ОТРЫВОК →
Выбрать главу

Вот об этих моих запрещениях он и написал. Было тогда светлое, счастливое время его жизни, тени Колымы отступили на время. Это лето 1968 года, июнь 1968 года он назвал лучшим месяцем своей жизни. Из письма:

Москва. 12 июля 1968 г.

«...Июнь шестьдесят восьмого года — лучший месяц моей жизни... Если бы я был футурологом, чьи обязанности совсем недавно выполняли кудесники... я желал бы себе будущего в вечном только что прошедшем июне. Я предсказал бы себе этот июнь, пожелал бы себе только этого июня...»

Солнечная правота — это правота света, правота счастья.

...Десять лет я опекала Варлама Тихоновича, и он в эти годы не болел. Узнала я недавно, что мать Тереза говорит — возьми за руку человека. А ведь чисто интуитивно так поступала я. Приду — он зол, издерган, взвинчен. Я просто молча беру его за руку. И он затихает, затихает. И словно проступает другое лицо, другие глаза — мягкие, глубокие, добрые.

Галина Игнатьевна Гудзь

Собирая архив Варлама Тихоновича, я познакомилась с Галиной Игнатьевной Гудзь, его первой женой, году в 1969-м, наверное. Я надеялась, что она сохранила колымские письма В. Т.

Это была милая, обаятельная женщина, небольшого роста, полная, с яркими черными глазами. К этому времени уже много знала о ней. Они познакомились во время первого заключения Варлама Тихоновича: Галина Игнатьевна приехала навестить своего мужа, тоже находившегося на Вишере, и тут, как рассказывал В. Т., — стремительный роман. Она бросает мужа... «Я считаю, что Галину я любил».

Возвращаясь в Москву в 1932 году, он уже возвращался к ней. В 1934 году был оформлен их брак, а в 1935 году родилась дочь Лена.

Были тогда и другие увлечения у В. Т. Даже сильные увлечения, но любви к жене это не поколебало.

«Я был очень самоотвержен в любви. Все — как хочет жена. Всякое знакомство, ей неприятное, прерывалось тут же».

Ее образ оставался с ним все страшные колымские годы. Ей посвящались стихи из «Колымских тетрадей» («Камея», «Сотый раз иду на почту...», «Модница ты, модница» и другие).

Она связала В. Т. с Пастернаком, переписка с Борисом Леонидовичем шла через Галину Игнатьевну.

Она встретила его на Ярославском вокзале 12 ноября.

И оказалось, что через семнадцать лет разлуки (и какой разлуки!) и перешагнуть любовь их не может — только память.

Хотя Галина Игнатьевна тоже была в ссылке в Чарджоу с 1937 по 1946 год, а потом бесправно, без прописки жила в Москве, перебиваясь случайными заработками, она не вынесла испытаний той непримиримости к насилию, которая не укрощена была у В. Т. даже Колымой.

РАЗДЕЛ ДАННЫХ →
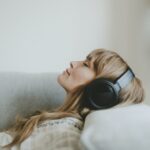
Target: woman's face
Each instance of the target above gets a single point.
(79, 73)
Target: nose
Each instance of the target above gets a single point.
(74, 64)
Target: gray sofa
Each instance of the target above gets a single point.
(24, 93)
(118, 128)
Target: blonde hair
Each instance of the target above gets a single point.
(107, 64)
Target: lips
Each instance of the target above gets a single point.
(67, 72)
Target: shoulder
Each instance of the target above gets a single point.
(66, 122)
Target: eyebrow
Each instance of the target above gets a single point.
(88, 57)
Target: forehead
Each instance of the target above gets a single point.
(90, 60)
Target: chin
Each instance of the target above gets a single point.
(60, 80)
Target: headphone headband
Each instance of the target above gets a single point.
(125, 78)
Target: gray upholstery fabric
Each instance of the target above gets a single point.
(24, 93)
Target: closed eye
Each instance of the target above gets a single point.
(85, 64)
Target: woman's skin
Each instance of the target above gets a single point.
(79, 73)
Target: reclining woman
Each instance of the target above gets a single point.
(101, 81)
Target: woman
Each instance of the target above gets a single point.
(99, 64)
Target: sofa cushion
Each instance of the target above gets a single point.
(125, 128)
(24, 93)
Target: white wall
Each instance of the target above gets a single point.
(45, 35)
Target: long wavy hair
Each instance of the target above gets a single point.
(107, 64)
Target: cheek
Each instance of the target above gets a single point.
(82, 77)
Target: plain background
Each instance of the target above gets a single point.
(45, 35)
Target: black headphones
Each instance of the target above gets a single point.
(104, 93)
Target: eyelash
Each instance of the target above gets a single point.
(85, 64)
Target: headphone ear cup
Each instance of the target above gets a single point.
(99, 94)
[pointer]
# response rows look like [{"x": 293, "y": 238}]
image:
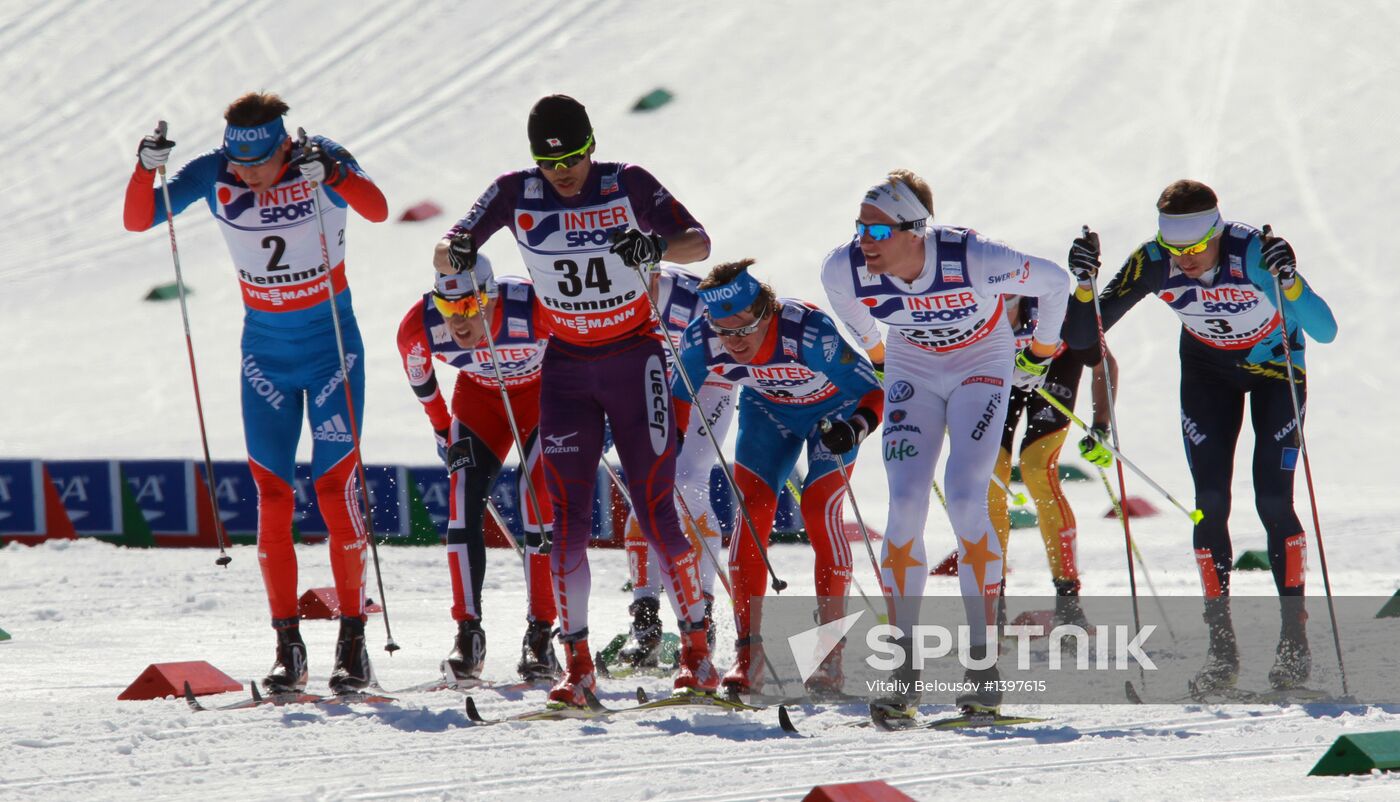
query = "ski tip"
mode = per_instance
[
  {"x": 189, "y": 697},
  {"x": 475, "y": 715},
  {"x": 786, "y": 721},
  {"x": 1131, "y": 692}
]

ЧТО СДЕЛАТЬ →
a - Перепишите фрагмент отрывка о Варламе Тихоновиче от «Вот об этих» до «света, правота счастья.» включительно, заменив «кудесники» на «волшебники».
b - Как мог бы продолжаться отрывок о Варламе Тихоновиче после последней фразы? Допишите его следующую часть.
Перечень никак не связан с отрывком о Варламе Тихоновиче.

ОЖИДАЕМЫЕ ОТВЕТЫ →
a -
Вот об этих моих запрещениях он и написал. Было тогда светлое, счастливое время его жизни, тени Колымы отступили на время. Это лето 1968 года, июнь 1968 года он назвал лучшим месяцем своей жизни. Из письма:

Москва. 12 июля 1968 г.

«...Июнь шестьдесят восьмого года — лучший месяц моей жизни... Если бы я был футурологом, чьи обязанности совсем недавно выполняли волшебники... я желал бы себе будущего в вечном только что прошедшем июне. Я предсказал бы себе этот июнь, пожелал бы себе только этого июня...»

Солнечная правота — это правота света, правота счастья.

b -
«Давай все забудем, поживем для себя», — говорила она. И не одобряла «Колымских рассказов», за которые принялся сразу же после возвращения В. Т.

Для В. Т. это было главным делом жизни.

Твоей — и то не хватит силы, Чтоб я забыл в конце концов Глухие братские могилы Моих нетленных мертвецов,

— писал он в стихотворении «Возвращение».

Жить им пришлось опять врозь. Он через день уехал в Конаково, а потом — в поселок Озерки Калининской области — в Москве ему было жить нельзя.

Дочь его писала в анкетах, что отец умер, училась в институте, вступила в комсомол. А тут является отец, еще не реабилитированный, и принимается опять за старое.

В. Т. с горечью говорил, что даже первую ночь в Москве провел не дома. Жена боялась привести в квартиру его, нарушителя паспортного режима. Провожая его в Калинин, она утешала:

— Зато как я писать тебе буду! Ну, держись, почта!

— Писать? Опять писать?

Он ждал чего-то другого, безмерно романтически приподняв образ этой милой обыкновенной женщины.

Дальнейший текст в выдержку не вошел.